Task to carry out | Word for word, restate every line of the material.

• • • •

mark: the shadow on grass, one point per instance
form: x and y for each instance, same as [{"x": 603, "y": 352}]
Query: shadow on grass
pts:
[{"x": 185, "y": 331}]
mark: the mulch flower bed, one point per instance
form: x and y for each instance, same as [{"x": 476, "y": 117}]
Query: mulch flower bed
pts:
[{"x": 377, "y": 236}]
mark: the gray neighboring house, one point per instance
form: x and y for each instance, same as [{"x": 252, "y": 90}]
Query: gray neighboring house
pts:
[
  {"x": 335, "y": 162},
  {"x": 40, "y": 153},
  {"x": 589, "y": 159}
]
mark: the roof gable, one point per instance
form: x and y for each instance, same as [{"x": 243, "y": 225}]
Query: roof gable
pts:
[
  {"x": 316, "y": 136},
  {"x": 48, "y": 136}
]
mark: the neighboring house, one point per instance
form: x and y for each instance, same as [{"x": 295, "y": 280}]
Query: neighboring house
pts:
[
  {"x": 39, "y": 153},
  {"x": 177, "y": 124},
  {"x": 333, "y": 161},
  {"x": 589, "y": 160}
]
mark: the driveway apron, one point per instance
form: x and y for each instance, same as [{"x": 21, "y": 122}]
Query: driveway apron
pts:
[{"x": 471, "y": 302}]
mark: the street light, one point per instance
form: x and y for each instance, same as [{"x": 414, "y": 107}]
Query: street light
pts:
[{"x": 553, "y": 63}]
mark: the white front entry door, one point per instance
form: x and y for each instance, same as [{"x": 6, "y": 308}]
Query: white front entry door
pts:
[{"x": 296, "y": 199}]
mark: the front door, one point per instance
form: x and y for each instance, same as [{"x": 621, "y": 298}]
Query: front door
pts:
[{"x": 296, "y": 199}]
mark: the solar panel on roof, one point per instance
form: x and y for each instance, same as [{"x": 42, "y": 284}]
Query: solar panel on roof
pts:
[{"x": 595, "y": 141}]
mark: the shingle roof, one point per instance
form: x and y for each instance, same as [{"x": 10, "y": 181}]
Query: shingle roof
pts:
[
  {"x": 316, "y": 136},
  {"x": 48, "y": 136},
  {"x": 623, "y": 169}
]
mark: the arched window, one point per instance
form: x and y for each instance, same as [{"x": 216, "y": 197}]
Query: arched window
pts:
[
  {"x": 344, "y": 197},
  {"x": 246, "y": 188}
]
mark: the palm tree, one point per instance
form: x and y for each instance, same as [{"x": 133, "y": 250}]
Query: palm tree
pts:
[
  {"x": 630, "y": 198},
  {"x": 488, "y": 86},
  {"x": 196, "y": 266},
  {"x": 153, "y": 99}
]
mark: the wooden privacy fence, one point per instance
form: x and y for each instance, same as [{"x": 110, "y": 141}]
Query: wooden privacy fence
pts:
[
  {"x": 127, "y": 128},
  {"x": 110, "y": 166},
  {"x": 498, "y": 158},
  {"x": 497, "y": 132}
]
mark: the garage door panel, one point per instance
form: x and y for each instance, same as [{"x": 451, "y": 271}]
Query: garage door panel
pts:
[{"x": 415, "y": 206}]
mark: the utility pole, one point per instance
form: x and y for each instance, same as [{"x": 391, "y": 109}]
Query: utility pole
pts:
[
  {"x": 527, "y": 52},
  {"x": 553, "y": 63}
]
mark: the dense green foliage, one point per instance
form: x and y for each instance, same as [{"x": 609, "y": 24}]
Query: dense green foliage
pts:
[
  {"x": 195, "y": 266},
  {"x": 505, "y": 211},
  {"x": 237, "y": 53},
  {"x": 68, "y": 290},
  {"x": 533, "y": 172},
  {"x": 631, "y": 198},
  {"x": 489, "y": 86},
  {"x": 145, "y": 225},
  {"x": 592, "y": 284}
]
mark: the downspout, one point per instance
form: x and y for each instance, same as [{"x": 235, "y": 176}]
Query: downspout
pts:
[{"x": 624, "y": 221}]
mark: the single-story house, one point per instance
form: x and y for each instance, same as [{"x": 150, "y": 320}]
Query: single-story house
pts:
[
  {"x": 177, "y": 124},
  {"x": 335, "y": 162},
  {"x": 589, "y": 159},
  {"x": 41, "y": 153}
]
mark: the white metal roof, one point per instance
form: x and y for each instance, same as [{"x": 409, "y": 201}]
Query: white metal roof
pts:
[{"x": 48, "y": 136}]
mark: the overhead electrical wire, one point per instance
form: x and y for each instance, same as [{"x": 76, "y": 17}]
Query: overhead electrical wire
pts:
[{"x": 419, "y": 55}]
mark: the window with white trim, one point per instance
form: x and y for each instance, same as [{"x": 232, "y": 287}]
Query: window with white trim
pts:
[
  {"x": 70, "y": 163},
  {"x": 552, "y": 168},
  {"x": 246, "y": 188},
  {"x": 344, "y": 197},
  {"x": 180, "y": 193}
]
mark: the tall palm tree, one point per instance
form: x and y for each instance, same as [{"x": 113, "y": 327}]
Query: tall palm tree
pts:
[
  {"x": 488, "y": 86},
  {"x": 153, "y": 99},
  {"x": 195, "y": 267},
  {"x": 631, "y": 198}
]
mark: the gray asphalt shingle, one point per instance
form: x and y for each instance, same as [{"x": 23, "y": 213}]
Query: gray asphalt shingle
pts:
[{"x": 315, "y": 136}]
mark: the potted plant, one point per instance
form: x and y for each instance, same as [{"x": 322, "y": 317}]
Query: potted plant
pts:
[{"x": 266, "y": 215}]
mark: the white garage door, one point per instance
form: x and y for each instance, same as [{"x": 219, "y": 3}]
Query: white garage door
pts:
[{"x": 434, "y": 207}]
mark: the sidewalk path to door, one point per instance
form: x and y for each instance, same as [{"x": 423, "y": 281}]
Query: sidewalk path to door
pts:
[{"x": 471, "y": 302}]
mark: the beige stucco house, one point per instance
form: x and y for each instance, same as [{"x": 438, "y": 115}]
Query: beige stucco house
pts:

• • • •

Finished task |
mark: the shadow on grass, one point per instance
form: x and y for each instance, same as [{"x": 603, "y": 352}]
Query: shadow on grass
pts:
[{"x": 185, "y": 331}]
mark: the mulch flower bed, one point per instance
form: x and y for each instance, same as [{"x": 476, "y": 117}]
Query: mulch flower bed
pts:
[{"x": 377, "y": 236}]
mark: the gray neighboring house, one point per instance
form: x and y for each instance, same as [{"x": 252, "y": 90}]
Query: gray neighboring house
pts:
[
  {"x": 335, "y": 162},
  {"x": 40, "y": 153},
  {"x": 589, "y": 159}
]
mark: the roof gable, one point per instance
form: x and y for each instance, same as [{"x": 243, "y": 225}]
Query: roof gable
pts:
[
  {"x": 316, "y": 136},
  {"x": 48, "y": 136}
]
mark: the neighboring house, one point per instance
form: x and y for each instance, same as [{"x": 295, "y": 280}]
Query: neighboring house
pts:
[
  {"x": 39, "y": 153},
  {"x": 177, "y": 124},
  {"x": 333, "y": 161},
  {"x": 589, "y": 160}
]
mark: the driveway apron, one point per instance
form: x and y for each instance, same as [{"x": 21, "y": 122}]
Query: driveway apron
pts:
[{"x": 471, "y": 302}]
mark: the street light, one point per instance
form: x and y for each instance, same as [{"x": 414, "y": 107}]
Query: street light
pts:
[{"x": 553, "y": 63}]
mark: the white front entry door, one point per instance
form: x and y for each instance, same as [{"x": 6, "y": 308}]
Query: white front entry door
pts:
[{"x": 296, "y": 199}]
mark: the front door, one point per instance
form: x and y for each instance, same as [{"x": 621, "y": 298}]
Query: front door
pts:
[{"x": 296, "y": 199}]
mark: the solar panel on roof, one point per instance
form: x and y for each instance, same as [{"x": 42, "y": 284}]
Query: solar panel on roof
pts:
[{"x": 595, "y": 141}]
mark: the shingle roof, one point per instance
form: x and y for each instance, same as [{"x": 10, "y": 181}]
Query: shingle roof
pts:
[
  {"x": 316, "y": 136},
  {"x": 48, "y": 136},
  {"x": 623, "y": 169}
]
mark: the arched window, one point per instance
form: x and y for each instance, same as [{"x": 216, "y": 197}]
Query: arched window
pts:
[
  {"x": 344, "y": 197},
  {"x": 246, "y": 188}
]
mark: the palm tree, one point per instance
form: x and y for each instance, same as [{"x": 133, "y": 250}]
Query: palm tree
pts:
[
  {"x": 630, "y": 198},
  {"x": 488, "y": 86},
  {"x": 196, "y": 266},
  {"x": 153, "y": 99}
]
mark: the wooden privacy fence, one point per instance
form: x and y for each instance, same as [{"x": 110, "y": 141}]
Query: wooden privacy fence
pts:
[
  {"x": 127, "y": 128},
  {"x": 110, "y": 166},
  {"x": 498, "y": 158},
  {"x": 497, "y": 132}
]
mark: the garage door panel, one point per instance
form: x and y for each instance, same as [{"x": 451, "y": 271}]
Query: garage door panel
pts:
[{"x": 415, "y": 206}]
mark: the utility pole, one point per instance
form: x and y for each instance, same as [{"x": 391, "y": 109}]
Query: utility pole
pts:
[
  {"x": 527, "y": 52},
  {"x": 553, "y": 63}
]
mark: the dense green foliage, one point per instance
form: x and y for each instance, same as [{"x": 609, "y": 24}]
Query: dense green foliage
pts:
[
  {"x": 195, "y": 266},
  {"x": 505, "y": 211},
  {"x": 237, "y": 53},
  {"x": 68, "y": 290},
  {"x": 533, "y": 172},
  {"x": 631, "y": 198},
  {"x": 489, "y": 86},
  {"x": 145, "y": 225},
  {"x": 592, "y": 284}
]
mark: the downspout, one point per instance
form: x and y for each instance, same as [{"x": 235, "y": 176}]
Query: downspout
pts:
[{"x": 624, "y": 221}]
mark: the single-story house, one point per instance
form: x and y for each instance, same as [{"x": 150, "y": 320}]
Query: single-story house
pts:
[
  {"x": 177, "y": 124},
  {"x": 335, "y": 162},
  {"x": 589, "y": 159},
  {"x": 41, "y": 153}
]
mark: the white metal roof, one point per instance
form: x and y for each instance, same as [{"x": 409, "y": 201}]
Query: white metal roof
pts:
[{"x": 48, "y": 136}]
mark: the overhead electrical wire, one point per instance
form: x and y for each instance, same as [{"x": 76, "y": 17}]
Query: overhead electrical wire
pts:
[{"x": 419, "y": 55}]
mark: the window with white trim, one point per instance
form: x and y for each instance, same as [{"x": 232, "y": 287}]
Query: window with white trim
pts:
[
  {"x": 70, "y": 163},
  {"x": 552, "y": 168},
  {"x": 246, "y": 188},
  {"x": 344, "y": 197},
  {"x": 180, "y": 193}
]
mark: the tall palm tree, one point per instance
form: x and y for each instance, same as [{"x": 113, "y": 327}]
Query: tall palm tree
pts:
[
  {"x": 488, "y": 86},
  {"x": 153, "y": 99},
  {"x": 195, "y": 267},
  {"x": 631, "y": 198}
]
mark: the gray asphalt shingle, one point per instance
form: x and y for each instance, same as [{"x": 23, "y": 213}]
Query: gray asphalt shingle
pts:
[{"x": 315, "y": 136}]
mark: the potted plant, one point per instance
form: x and y for each instance, same as [{"x": 322, "y": 317}]
Query: potted plant
pts:
[{"x": 266, "y": 215}]
mark: the white garage door, one point per instance
form: x and y for each instance, same as [{"x": 219, "y": 3}]
Query: white garage door
pts:
[{"x": 434, "y": 207}]
mark: the sidewalk path to door, one point per instance
form: x and y for each instance, same as [{"x": 423, "y": 281}]
Query: sidewalk path to door
pts:
[{"x": 471, "y": 302}]
mark: the beige stucco house, one point per instance
form: x and y for each instance, same as [{"x": 438, "y": 115}]
Query: beige stucco house
pts:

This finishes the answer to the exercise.